-- What you should do --
Please repeat the data exactly, leaving nothing out.

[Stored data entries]
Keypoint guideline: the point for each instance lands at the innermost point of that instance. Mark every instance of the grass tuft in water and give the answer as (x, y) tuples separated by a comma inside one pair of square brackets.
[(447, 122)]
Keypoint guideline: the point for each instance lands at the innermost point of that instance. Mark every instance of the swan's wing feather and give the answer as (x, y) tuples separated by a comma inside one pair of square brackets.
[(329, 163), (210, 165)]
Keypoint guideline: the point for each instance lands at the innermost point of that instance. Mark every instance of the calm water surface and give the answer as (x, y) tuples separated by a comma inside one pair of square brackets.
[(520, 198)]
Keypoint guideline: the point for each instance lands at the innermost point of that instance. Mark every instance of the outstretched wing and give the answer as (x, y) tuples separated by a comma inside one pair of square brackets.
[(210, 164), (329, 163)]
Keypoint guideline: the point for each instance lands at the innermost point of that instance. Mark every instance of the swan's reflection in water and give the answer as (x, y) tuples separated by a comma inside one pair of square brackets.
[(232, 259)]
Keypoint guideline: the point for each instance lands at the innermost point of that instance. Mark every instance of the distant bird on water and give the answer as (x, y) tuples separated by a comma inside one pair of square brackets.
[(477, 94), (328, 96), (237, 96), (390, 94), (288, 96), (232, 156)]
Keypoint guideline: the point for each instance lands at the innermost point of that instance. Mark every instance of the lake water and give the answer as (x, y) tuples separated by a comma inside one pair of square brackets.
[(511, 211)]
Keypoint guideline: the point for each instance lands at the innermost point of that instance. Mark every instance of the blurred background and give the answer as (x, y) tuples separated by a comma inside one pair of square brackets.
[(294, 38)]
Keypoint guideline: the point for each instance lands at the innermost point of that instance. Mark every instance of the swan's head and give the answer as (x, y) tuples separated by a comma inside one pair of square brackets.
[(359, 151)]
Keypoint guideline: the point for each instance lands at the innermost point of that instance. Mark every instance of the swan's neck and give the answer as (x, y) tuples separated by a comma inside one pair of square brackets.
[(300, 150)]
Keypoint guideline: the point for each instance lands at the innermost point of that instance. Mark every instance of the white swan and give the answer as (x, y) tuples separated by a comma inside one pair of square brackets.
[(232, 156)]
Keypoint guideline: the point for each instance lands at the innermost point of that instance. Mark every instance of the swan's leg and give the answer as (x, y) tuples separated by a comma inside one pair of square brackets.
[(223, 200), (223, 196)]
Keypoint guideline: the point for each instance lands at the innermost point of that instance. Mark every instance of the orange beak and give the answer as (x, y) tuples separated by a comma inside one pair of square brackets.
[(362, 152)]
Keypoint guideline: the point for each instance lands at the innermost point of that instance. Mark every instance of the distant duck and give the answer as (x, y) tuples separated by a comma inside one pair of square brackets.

-- Task answer --
Keypoint guideline: the point for each instance lands at the innermost point of that instance. Mark every instance of the grass tuft in water and give the answer as (x, y) tuples separated by a comma inside one pair of square brackets.
[(447, 122)]
Keypoint guideline: the point for each instance lands at the innermost point of that instance. Mark every instance of the swan's wing feather and give the answer as (x, y) tuples separated by a comma inside one pair of square brackets.
[(329, 163), (210, 165)]
Keypoint guideline: the point for each instance lands at the innermost point of that instance. Mark every instance of the calm water surface and give the answer as (x, y) tuples separated by a comma inside one pair of square brackets.
[(520, 198)]
Keypoint guideline: the point for each instance lands at the innermost point of that instance. Mark every instance of the outstretched wing and give the answer as (x, y) tuples separated by a comma inside one pair of square brackets.
[(210, 164), (329, 163)]
Keypoint guideline: the point for each instance lands at the innermost point of that instance. Mark every instance of the swan's reflection in water and give the answer as (x, y) tuples separated by a comma inside one pair of square brackets.
[(232, 259)]
Keypoint guideline: the point for each instance lands at the innermost point of that instance. Mark every instance of the distant bird on water and give the answer as (x, y) tuples separated by a comma inside one pair of square brackets.
[(477, 94), (328, 96), (237, 96), (390, 94), (288, 96), (232, 156)]
Keypoint guideline: the point for each instance lands at the innermost point of that instance. Mark every instance of the lake water and give the answer as (x, y) tuples separated by a comma inside one pair of square brackets.
[(511, 211)]
Keypoint guideline: the point for each instance lands at the innermost point of that instance. Mark every instance of the blurred background and give the answer as (x, y) tuples separated by a comma inside one pair of square brackets.
[(294, 38)]
Keypoint guideline: the point for each instance lands at the innermost point of that instance. Mark every instance of the swan's head and give the answer as (x, y) tuples separated by a comma inside one pair of square brackets.
[(359, 151)]
Keypoint guideline: the point for each instance lands at the innermost point of that instance. Mark every instance of the swan's neck and give the answer as (x, y) tuples separated by a comma inside one pair of square brackets.
[(300, 150)]
Keypoint guideline: the point for each instance lands at the innermost point of that instance. Mark every instance of the white swan and give the answer as (x, y) tuples separated by a comma inside one pair of square brackets.
[(232, 156)]
Keypoint guideline: the point for each instance lands at the innermost point of that instance. Mark every instance of the swan's leg and give the answer as (x, y) tuples separated by a comma inside one pair of square brackets.
[(223, 200), (223, 196)]
Keypoint guideline: the point for each instance lands at the innermost point of that instance. Mark every instance of the orange beak and give the answer as (x, y) tuples separated by a comma inside one pair of square brackets.
[(362, 152)]
Keypoint guideline: the point for each instance lands at the innermost point of that instance. Mark every instance of the distant duck and give the answer as (x, y) tuples separated by a comma inside one pair of square brackets.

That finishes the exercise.